# Selected passage
** BEGIN **

Monsoon pickup spurs optimism as India yield near six-week low

People commute during a heavy rain shower in Chandigarh, India, June 22, 2016. REUTERS/Ajay Verma

 

Tokyo / AFP

India’s 10-year bond yield was near a six-week low as a pickup in monsoon rains eased concern that a reduction in crop output will stoke food costs.
Total rainfall has been 13 percent below normal since June 1, according to the weather department. The shortfall was 25 percent mid-June. Investors are drawing comfort from this year’s forecast for the highest rains since 1994 after the nation’s first back-to-back drought in almost three decades hurt crops. The June-September seasonal showers affect both summer and winter sowing. A boost to farm output can help curb consumer food prices, which rose 7.55 percent in May, contributing to the fastest inflation in 21 months.
“The rainfall deficit coming down is very encouraging,” said Bansi Madhavani, an analyst at India Ratings & Research Pvt. in Mumbai. “We will have to wait and watch how the season progresses in the next couple of weeks to assess the impact on production.”

** END **

# Prompt
Translate this sentence from the article on India's monsoon and bond yields into Spanish: "The June-September seasonal showers affect both summer and winter sowing."

# Material provided
** BEGIN **

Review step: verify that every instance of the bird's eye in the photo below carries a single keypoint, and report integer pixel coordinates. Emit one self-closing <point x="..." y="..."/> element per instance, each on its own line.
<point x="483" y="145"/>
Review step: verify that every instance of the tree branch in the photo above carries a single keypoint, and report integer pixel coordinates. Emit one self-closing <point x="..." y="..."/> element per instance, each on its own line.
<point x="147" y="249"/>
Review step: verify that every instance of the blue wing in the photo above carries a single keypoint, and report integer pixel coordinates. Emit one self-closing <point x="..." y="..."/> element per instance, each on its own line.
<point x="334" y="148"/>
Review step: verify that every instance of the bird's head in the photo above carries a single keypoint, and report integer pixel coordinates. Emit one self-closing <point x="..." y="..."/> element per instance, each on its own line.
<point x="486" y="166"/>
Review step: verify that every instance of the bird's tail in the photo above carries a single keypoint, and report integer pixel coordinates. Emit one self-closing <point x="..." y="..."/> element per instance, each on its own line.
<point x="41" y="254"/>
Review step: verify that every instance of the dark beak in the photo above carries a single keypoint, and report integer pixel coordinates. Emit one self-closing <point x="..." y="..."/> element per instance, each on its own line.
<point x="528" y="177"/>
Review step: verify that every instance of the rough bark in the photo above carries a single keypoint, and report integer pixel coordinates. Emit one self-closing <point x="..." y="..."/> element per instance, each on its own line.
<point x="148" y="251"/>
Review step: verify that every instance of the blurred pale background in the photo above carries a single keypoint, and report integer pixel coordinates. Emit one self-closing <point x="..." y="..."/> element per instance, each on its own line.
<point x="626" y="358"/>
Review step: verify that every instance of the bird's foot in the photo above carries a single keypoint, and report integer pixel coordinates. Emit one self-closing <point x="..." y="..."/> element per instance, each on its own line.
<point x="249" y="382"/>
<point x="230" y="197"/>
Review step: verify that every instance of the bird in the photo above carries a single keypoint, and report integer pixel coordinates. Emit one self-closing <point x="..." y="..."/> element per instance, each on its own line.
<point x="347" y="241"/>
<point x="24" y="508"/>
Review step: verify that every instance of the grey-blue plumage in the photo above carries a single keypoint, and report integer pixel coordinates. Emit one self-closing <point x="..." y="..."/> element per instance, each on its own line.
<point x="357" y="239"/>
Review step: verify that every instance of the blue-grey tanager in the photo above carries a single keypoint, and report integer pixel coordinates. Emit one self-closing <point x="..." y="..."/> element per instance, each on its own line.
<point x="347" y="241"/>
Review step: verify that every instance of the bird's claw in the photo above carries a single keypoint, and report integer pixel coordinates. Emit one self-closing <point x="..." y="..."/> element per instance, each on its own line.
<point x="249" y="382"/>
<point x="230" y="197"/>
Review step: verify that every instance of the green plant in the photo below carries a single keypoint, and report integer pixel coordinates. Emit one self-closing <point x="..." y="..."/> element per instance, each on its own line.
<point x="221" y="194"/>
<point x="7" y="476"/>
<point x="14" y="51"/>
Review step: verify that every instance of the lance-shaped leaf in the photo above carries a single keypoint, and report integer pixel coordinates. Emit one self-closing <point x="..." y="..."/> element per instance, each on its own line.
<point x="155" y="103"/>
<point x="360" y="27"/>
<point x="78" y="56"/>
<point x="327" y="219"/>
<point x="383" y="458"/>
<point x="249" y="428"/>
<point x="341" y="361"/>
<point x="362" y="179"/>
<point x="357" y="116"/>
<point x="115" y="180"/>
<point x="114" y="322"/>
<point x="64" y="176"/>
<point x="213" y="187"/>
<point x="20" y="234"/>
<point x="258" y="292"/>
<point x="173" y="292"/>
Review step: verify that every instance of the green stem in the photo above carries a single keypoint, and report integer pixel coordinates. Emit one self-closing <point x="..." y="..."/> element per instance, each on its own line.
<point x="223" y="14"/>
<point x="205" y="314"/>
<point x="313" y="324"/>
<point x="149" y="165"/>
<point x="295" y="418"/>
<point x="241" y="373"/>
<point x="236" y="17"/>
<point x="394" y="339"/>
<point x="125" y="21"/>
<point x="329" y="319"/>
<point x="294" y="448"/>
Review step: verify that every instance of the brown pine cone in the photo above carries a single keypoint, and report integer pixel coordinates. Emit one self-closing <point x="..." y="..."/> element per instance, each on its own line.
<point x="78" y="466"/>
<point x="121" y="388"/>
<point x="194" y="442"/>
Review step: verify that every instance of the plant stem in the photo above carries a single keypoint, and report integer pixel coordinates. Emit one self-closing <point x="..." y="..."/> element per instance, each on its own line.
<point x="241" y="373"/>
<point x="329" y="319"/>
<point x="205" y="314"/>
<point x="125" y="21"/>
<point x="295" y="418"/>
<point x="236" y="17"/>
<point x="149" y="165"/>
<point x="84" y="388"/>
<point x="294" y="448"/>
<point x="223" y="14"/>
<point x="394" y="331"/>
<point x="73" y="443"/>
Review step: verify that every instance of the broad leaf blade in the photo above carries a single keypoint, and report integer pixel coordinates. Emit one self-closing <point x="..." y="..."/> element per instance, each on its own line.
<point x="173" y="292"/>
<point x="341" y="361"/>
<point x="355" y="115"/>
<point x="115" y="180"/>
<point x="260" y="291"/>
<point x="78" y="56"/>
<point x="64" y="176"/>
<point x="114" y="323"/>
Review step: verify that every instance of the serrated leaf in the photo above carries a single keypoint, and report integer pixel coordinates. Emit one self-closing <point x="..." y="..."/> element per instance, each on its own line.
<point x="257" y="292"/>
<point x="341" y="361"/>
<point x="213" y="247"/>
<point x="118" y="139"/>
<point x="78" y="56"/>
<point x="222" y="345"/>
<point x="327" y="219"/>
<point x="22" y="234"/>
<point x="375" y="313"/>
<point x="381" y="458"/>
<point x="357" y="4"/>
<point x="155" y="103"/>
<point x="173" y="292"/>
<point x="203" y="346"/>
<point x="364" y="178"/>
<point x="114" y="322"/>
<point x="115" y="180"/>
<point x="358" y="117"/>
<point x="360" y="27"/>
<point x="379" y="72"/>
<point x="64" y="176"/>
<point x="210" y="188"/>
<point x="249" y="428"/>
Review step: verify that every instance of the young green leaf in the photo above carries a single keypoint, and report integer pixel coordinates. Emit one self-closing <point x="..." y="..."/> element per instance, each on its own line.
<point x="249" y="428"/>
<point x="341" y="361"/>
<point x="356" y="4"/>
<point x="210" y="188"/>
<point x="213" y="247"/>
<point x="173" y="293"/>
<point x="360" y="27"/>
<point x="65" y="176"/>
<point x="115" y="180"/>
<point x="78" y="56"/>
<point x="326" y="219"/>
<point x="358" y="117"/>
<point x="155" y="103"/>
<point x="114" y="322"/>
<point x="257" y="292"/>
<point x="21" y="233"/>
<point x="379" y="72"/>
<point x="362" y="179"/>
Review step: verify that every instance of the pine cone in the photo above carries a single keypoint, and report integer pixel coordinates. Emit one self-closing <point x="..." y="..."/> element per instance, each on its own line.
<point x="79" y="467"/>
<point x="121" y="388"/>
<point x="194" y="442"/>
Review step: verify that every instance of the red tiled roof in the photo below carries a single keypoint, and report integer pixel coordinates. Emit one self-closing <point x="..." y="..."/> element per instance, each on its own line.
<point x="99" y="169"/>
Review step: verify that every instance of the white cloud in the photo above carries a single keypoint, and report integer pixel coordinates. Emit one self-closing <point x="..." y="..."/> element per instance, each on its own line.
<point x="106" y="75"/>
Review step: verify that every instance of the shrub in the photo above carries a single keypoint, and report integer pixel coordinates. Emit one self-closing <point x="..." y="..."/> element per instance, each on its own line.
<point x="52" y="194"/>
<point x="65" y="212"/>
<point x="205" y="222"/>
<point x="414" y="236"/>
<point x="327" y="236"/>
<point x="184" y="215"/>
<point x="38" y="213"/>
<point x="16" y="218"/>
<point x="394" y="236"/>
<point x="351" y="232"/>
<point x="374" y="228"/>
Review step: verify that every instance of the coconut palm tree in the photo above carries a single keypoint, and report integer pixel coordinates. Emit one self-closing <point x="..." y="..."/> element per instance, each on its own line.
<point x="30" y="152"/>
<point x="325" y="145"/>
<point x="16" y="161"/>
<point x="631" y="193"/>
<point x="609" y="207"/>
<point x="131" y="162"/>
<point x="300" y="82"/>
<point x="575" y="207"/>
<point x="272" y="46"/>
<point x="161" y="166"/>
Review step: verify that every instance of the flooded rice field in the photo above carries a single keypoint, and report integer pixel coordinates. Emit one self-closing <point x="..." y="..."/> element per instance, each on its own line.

** END **

# Answer in full
Las lluvias estacionales de junio a septiembre afectan tanto la siembra de verano como la de invierno.